[Records from a data collection]
----------------

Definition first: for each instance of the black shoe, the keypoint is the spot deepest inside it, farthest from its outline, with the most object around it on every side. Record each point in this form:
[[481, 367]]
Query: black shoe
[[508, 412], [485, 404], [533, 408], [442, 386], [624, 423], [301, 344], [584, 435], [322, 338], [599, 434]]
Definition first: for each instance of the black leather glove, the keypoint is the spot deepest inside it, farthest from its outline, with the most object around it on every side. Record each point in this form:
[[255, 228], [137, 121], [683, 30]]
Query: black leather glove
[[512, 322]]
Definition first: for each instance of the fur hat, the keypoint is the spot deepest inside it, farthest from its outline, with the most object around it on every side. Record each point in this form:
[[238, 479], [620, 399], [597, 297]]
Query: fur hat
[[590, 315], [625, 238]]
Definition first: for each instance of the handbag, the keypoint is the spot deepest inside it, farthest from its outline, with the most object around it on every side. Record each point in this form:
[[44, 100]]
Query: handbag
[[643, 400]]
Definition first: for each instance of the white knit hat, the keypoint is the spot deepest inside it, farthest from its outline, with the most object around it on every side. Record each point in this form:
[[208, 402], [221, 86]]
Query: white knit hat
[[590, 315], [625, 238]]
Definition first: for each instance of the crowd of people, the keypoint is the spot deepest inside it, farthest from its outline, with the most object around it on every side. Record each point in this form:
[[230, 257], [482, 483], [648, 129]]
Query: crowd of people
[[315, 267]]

----------------

* _Instructions to follow_
Set down the entries again, exactly as they stand above.

* _Answer for the task_
Definition first: for each instance of the black shoe, the keypoint is the spot deepest inside it, farthest from its outline, with the most object around it on every side. Record each point in this form:
[[481, 367]]
Query: black shoe
[[508, 412], [485, 404], [533, 408], [442, 386], [624, 423], [301, 344], [584, 435], [322, 338], [599, 434]]
Definition first: for each instance of the black leather glove, the keypoint is the spot deepest inside it, farthest from its outline, with the most object around it on every side. Record each point in this form:
[[255, 228], [137, 121], [683, 30]]
Query: black leather glove
[[512, 322]]
Definition first: for each instance of the fur hat, the keypoint is the spot deepest inside it, farthest from its outline, with the most object around it on every side. Record each point in this form:
[[238, 479], [620, 399], [597, 297]]
Query: fur hat
[[590, 315], [625, 238]]
Definition first: for each instance of the handbag, the keypoint is the spot deepest inside it, farthest from its outline, with the most object around it on every side. Record each point in this form:
[[44, 100]]
Query: handbag
[[643, 400]]
Definition first: for each instance of the white knit hat, the keypoint is the spot deepest inside it, farthest from its outline, with the most object around it on every side. Record each point in this form:
[[208, 402], [221, 86]]
Query: white knit hat
[[590, 315], [625, 238]]
Definition first: for each instance of the crowd of people, the keypoint is the spot deepest inside it, farthest from its outline, with the most object around it on every side. Record each point in this form:
[[230, 257], [482, 483], [648, 129]]
Query: crowd of people
[[315, 267]]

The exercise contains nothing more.